» Work to be completed
In the article about sitting, can you rewrite the paragraph beginning "However, something you do at the end of the day" more briefly while keeping its main facts?

» Extract provided
Your Chair Is Killing You. Here’s What You Need To Do To Stop It
by Brian Carmody | Oct 7, 2015 | Advice
We actually like to mix our own experience with the thoughts and expertise of workplace health thought leaders. Here’s one of the latter, from OCTOBER 06, 201511:31 AM ET, reported by Lynne Shallcross on NPR’s “Health Shots” health news website.
Your Chair Is Killing You. Here’s What You Need To Do To Stop It
Shallcross interviews Dr. James Levine of the Mayo Clinic, perhaps THE leading researcher in the field of sitting disease. Here are a few teaser-quotes from Dr. Levine:
“However, something you do at the end of the day for one hour, three evenings a week, doesn’t actually offset the harm for what you do 15 hours a day, seven days a week: sit. These are independent variables – excess sitting and the presence or absence of exercise. Doing exercise is great if you do it. But that doesn’t offset the harm, even in the few people who do it, from excess sitting.”
“When you have the annual staff meeting, [put] up your hand and [say] look, it’s obvious that sitting is really harmful. What are we going to do as a company to give us better productivity and better health?”
“There are 150,000 unanswered questions, and I think what we could do is delay action for 15 more centuries and do absolutely nothing. But that would be the greatest tragedy of all.
At this point in time, today, we have enough information to share with individuals, companies, schools and cities that we need to get people up off their bottoms, on their legs and off their chairs. That information is sure. And I think there’s a lot more research to be done, but we do not need to wait a second longer.”
“In 20 years of building programs for companies and working with patients, I’ve never had a single person contact me to say this hasn’t made their life better. Every person thus far I’ve interacted with [tells] me that their lives are better in some way. The surprising thing is that this advice comes with a money-back guarantee. I guarantee that if you get up and move more than you do, if you escape the chair sentence, you will be happier for it in some way.”

» Given material
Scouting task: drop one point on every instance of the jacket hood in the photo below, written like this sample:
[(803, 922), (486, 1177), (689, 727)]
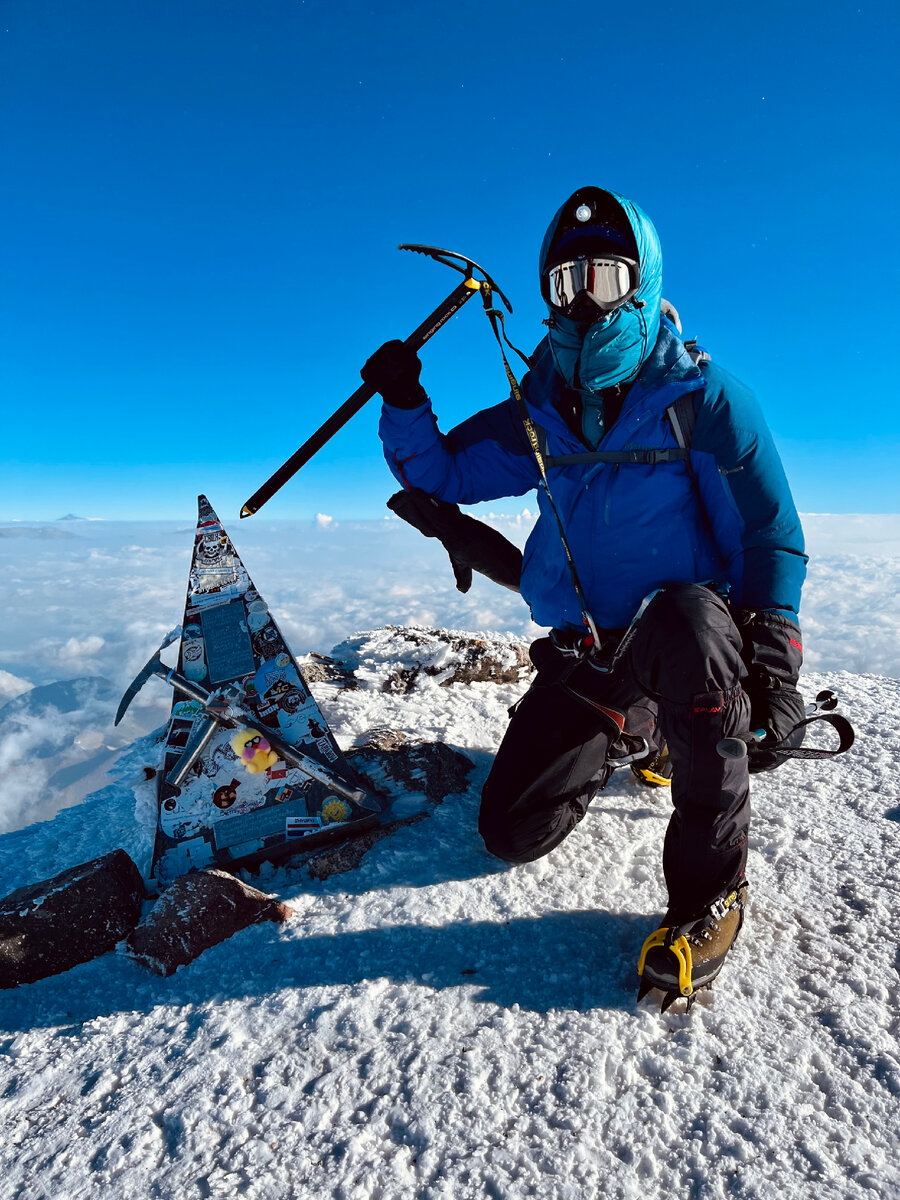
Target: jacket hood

» Answer to this task
An hour of exercise three evenings a week doesn't offset the harm of sitting 15 hours a day, seven days a week. Excess sitting and exercise are independent variables: exercise is great if you do it, but it doesn't cancel the harm of too much sitting.